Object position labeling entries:

——————————

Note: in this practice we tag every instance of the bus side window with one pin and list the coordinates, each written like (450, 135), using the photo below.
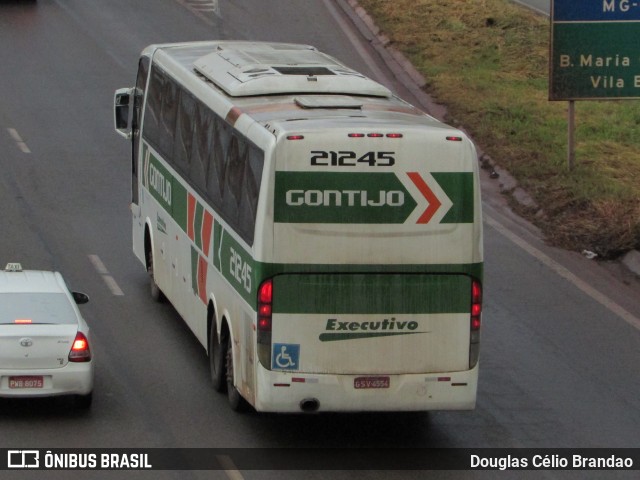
(236, 160)
(202, 136)
(217, 161)
(184, 132)
(168, 114)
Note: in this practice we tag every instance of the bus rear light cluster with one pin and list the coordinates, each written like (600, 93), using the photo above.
(476, 321)
(265, 300)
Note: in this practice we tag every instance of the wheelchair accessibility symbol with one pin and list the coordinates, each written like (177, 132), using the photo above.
(285, 356)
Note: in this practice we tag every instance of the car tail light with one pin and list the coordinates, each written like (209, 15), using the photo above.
(476, 321)
(80, 351)
(265, 305)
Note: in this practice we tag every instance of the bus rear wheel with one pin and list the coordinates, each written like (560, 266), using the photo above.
(156, 293)
(236, 402)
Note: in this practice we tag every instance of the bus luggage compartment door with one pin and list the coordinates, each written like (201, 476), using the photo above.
(371, 323)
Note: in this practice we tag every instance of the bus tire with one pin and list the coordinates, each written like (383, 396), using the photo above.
(156, 293)
(236, 401)
(217, 359)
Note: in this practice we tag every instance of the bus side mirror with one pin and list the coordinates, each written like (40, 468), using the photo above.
(122, 111)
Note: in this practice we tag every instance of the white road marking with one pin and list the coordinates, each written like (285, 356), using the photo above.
(565, 273)
(18, 139)
(229, 467)
(106, 276)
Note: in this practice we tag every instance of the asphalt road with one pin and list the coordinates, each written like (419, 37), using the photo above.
(560, 341)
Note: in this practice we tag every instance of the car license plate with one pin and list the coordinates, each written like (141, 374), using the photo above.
(32, 381)
(371, 382)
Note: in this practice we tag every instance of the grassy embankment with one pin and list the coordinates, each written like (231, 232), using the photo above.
(487, 60)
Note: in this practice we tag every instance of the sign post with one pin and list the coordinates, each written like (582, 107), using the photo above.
(595, 53)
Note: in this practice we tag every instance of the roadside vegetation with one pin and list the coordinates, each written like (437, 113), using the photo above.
(488, 62)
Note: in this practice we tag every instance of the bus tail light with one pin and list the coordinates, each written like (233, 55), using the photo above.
(476, 321)
(80, 351)
(265, 303)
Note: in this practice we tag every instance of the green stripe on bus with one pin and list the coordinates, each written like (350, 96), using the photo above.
(458, 186)
(371, 293)
(194, 270)
(197, 225)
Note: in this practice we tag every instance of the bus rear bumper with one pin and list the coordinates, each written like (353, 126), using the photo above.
(298, 392)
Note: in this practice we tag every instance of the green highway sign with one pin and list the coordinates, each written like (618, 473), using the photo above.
(595, 49)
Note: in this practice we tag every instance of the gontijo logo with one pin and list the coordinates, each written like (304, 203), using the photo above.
(373, 198)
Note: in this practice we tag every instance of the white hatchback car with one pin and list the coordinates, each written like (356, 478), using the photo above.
(44, 341)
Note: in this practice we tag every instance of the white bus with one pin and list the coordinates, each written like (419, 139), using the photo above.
(321, 237)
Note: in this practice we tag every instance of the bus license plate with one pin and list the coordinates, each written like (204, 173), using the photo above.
(371, 382)
(26, 382)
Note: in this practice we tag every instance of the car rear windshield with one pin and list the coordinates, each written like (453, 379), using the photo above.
(25, 308)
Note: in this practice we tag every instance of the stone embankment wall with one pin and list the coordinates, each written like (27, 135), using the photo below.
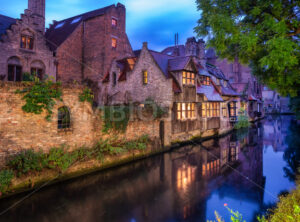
(20, 130)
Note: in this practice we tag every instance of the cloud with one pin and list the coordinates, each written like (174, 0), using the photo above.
(154, 21)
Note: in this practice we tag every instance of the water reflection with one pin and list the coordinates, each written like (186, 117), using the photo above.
(188, 184)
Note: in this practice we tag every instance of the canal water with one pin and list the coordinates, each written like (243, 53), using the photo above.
(245, 171)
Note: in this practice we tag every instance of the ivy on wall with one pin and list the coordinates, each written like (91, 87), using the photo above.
(41, 96)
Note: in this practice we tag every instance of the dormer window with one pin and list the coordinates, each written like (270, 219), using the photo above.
(205, 80)
(188, 78)
(26, 42)
(114, 22)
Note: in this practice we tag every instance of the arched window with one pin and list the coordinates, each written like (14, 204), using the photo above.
(64, 118)
(27, 40)
(14, 70)
(38, 69)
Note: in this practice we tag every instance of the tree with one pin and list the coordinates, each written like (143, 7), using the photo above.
(262, 33)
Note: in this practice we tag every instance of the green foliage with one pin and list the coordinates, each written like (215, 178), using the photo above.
(59, 158)
(288, 209)
(157, 111)
(243, 121)
(115, 118)
(6, 177)
(40, 96)
(86, 95)
(264, 34)
(27, 161)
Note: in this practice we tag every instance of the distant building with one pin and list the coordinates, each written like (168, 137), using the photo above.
(23, 47)
(241, 79)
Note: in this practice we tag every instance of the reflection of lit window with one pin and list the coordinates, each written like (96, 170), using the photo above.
(186, 111)
(185, 176)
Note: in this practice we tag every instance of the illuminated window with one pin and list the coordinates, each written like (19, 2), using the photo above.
(188, 78)
(64, 118)
(114, 43)
(205, 80)
(145, 77)
(114, 22)
(224, 110)
(232, 109)
(203, 109)
(26, 42)
(38, 72)
(211, 109)
(186, 111)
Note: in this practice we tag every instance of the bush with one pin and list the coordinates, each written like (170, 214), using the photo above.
(27, 161)
(288, 208)
(59, 158)
(5, 179)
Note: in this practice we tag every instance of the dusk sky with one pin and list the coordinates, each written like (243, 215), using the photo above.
(154, 21)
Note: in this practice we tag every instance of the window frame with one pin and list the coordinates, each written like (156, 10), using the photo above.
(186, 111)
(114, 43)
(29, 42)
(145, 77)
(38, 74)
(61, 125)
(188, 78)
(17, 73)
(205, 80)
(114, 20)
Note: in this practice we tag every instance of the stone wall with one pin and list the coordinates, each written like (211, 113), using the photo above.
(20, 130)
(12, 53)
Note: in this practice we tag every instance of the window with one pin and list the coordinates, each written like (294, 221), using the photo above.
(59, 25)
(38, 72)
(145, 77)
(75, 20)
(232, 109)
(188, 78)
(114, 79)
(114, 43)
(205, 80)
(224, 110)
(26, 42)
(64, 118)
(186, 111)
(14, 73)
(114, 22)
(211, 109)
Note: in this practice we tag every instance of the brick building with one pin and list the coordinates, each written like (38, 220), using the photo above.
(242, 80)
(23, 47)
(86, 45)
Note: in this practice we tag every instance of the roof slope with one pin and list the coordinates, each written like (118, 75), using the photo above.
(56, 36)
(162, 61)
(210, 93)
(5, 23)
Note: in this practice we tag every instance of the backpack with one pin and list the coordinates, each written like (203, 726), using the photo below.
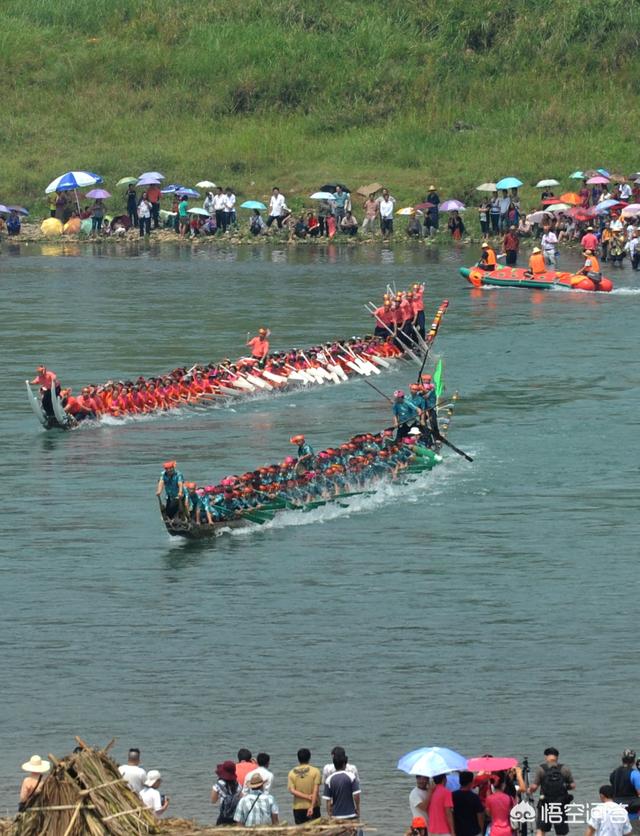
(553, 786)
(228, 804)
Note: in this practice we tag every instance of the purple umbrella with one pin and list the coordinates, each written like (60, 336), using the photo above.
(452, 206)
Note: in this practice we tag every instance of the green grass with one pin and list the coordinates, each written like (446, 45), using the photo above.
(257, 92)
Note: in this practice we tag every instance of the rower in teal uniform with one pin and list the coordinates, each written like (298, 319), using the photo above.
(306, 456)
(405, 414)
(172, 482)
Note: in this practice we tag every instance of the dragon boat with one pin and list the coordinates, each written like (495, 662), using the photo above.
(352, 470)
(519, 277)
(224, 382)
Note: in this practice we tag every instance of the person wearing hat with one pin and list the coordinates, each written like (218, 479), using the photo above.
(150, 793)
(260, 345)
(405, 414)
(432, 216)
(257, 807)
(488, 259)
(306, 456)
(227, 791)
(37, 768)
(591, 267)
(589, 240)
(536, 263)
(171, 481)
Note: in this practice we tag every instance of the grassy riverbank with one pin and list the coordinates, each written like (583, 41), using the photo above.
(266, 91)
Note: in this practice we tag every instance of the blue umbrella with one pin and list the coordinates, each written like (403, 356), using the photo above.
(73, 180)
(432, 760)
(252, 204)
(508, 183)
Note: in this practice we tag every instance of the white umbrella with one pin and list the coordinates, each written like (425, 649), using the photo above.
(432, 760)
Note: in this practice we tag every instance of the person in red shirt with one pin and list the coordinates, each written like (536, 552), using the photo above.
(440, 809)
(260, 345)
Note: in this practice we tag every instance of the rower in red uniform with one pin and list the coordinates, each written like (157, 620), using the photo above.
(260, 346)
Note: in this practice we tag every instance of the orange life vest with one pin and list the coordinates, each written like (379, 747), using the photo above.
(536, 263)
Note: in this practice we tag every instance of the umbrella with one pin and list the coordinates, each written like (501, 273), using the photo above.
(73, 180)
(102, 194)
(570, 197)
(451, 206)
(631, 210)
(489, 764)
(508, 183)
(432, 760)
(578, 213)
(331, 187)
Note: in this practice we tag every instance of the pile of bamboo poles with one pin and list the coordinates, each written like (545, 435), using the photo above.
(85, 795)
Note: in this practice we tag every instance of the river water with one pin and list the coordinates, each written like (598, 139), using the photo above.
(488, 609)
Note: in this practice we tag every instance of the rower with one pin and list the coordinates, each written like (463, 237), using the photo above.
(405, 414)
(488, 260)
(536, 263)
(172, 482)
(45, 379)
(591, 267)
(306, 456)
(260, 346)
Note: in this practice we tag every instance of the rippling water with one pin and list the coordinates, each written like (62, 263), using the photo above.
(484, 610)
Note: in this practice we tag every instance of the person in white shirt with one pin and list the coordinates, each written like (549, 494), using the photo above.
(263, 770)
(150, 793)
(386, 205)
(219, 207)
(229, 207)
(328, 769)
(549, 243)
(277, 207)
(132, 772)
(608, 818)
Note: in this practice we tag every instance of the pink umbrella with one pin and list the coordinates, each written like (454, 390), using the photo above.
(489, 764)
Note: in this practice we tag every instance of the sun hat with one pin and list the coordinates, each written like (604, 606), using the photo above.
(226, 770)
(256, 780)
(36, 764)
(153, 775)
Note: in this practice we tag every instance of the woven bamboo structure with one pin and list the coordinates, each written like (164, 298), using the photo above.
(85, 795)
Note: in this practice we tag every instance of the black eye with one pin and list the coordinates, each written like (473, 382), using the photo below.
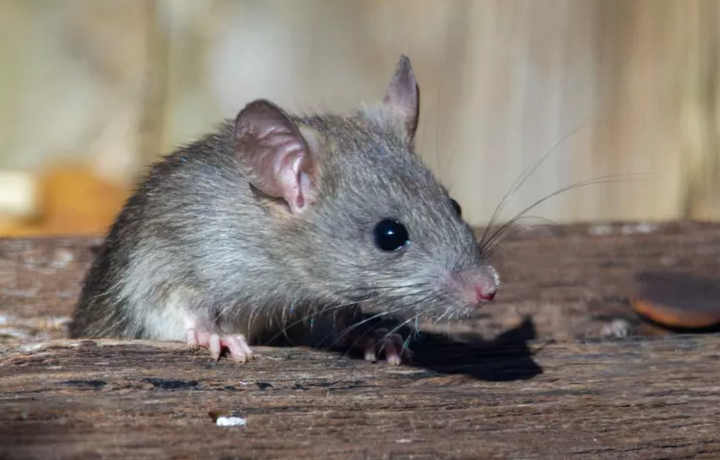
(390, 235)
(457, 207)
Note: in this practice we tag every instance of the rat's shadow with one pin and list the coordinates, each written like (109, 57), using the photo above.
(508, 357)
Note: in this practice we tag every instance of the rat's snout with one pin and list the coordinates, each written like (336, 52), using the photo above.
(478, 287)
(484, 287)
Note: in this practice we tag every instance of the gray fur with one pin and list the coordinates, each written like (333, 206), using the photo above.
(195, 240)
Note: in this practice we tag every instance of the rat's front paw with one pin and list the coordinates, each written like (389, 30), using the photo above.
(379, 341)
(237, 345)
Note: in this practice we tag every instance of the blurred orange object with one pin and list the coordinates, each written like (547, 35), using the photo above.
(72, 200)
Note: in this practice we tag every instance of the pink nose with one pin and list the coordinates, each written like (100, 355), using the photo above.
(484, 294)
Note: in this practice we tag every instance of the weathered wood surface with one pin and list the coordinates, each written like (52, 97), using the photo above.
(657, 398)
(489, 392)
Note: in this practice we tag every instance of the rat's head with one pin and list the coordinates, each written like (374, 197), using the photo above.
(365, 220)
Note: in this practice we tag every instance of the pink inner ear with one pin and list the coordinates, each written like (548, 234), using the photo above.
(274, 154)
(403, 97)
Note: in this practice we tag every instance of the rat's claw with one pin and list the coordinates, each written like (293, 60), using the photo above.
(239, 349)
(395, 350)
(237, 344)
(214, 346)
(392, 345)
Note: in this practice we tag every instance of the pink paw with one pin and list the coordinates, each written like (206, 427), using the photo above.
(237, 345)
(393, 346)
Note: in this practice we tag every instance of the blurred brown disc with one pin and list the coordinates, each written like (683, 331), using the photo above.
(677, 300)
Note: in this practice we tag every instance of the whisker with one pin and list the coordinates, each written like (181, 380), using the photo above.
(594, 181)
(515, 186)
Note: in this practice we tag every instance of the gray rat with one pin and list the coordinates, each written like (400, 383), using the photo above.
(274, 218)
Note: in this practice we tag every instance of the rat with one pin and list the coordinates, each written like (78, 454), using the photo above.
(274, 218)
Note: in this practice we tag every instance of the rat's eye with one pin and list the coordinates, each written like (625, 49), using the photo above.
(457, 207)
(390, 235)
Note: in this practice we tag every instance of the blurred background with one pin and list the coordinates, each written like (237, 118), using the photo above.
(91, 92)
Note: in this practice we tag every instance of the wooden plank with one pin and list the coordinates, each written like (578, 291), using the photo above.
(487, 391)
(656, 398)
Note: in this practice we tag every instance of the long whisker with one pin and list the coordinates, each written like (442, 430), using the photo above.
(515, 186)
(594, 181)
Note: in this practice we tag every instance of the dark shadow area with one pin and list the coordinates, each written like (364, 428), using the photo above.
(506, 358)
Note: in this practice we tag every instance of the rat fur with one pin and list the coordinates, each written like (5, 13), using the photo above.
(233, 238)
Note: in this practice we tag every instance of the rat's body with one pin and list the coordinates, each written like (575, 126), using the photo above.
(243, 233)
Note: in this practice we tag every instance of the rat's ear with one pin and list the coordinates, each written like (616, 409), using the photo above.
(278, 157)
(402, 96)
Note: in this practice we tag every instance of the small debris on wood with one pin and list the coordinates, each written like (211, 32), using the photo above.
(677, 300)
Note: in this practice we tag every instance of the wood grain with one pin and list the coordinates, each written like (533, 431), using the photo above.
(530, 377)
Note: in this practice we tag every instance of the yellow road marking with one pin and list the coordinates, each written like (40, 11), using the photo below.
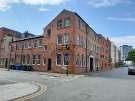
(42, 89)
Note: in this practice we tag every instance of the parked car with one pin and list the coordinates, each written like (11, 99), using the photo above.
(131, 71)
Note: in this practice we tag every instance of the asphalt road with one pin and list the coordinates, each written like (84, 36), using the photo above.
(112, 85)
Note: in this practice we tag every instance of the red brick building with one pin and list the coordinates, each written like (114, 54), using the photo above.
(68, 44)
(6, 36)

——————————

**EXERCISE:** The line that contains "Note: in this practice we tag every instance of the small" opens the part to copy, and the last line of the records closes it; set down those lines exactly, pictures excluded.

**EXERCISE RESULT:**
Note: in this practice we tag every instance of the small debris on wood with one pin and list the coordinates, each written like (211, 32), using the photo above.
(677, 300)
Note: in this practice we tag every instance of the wood grain with one pin and list the coordinates, each written like (533, 431), using the photo above.
(530, 377)
Note: in this practice we tag every instance of the yellow road marking with one pin and list the coordinates, each written like (40, 11), using the photo below.
(42, 89)
Note: in this practice we tag every instance of the parked car with one pin and list the coordinates, each written like (11, 99), using the photo above.
(131, 71)
Note: in this practice we tag every instance of the asphalt road with one pin and list the coordinates, each written like (84, 36), using the photo above.
(112, 85)
Note: in this practice we tag every instance of the red brick building with one pin and list the coordinates, each written like (114, 54), using the photo above.
(68, 44)
(6, 36)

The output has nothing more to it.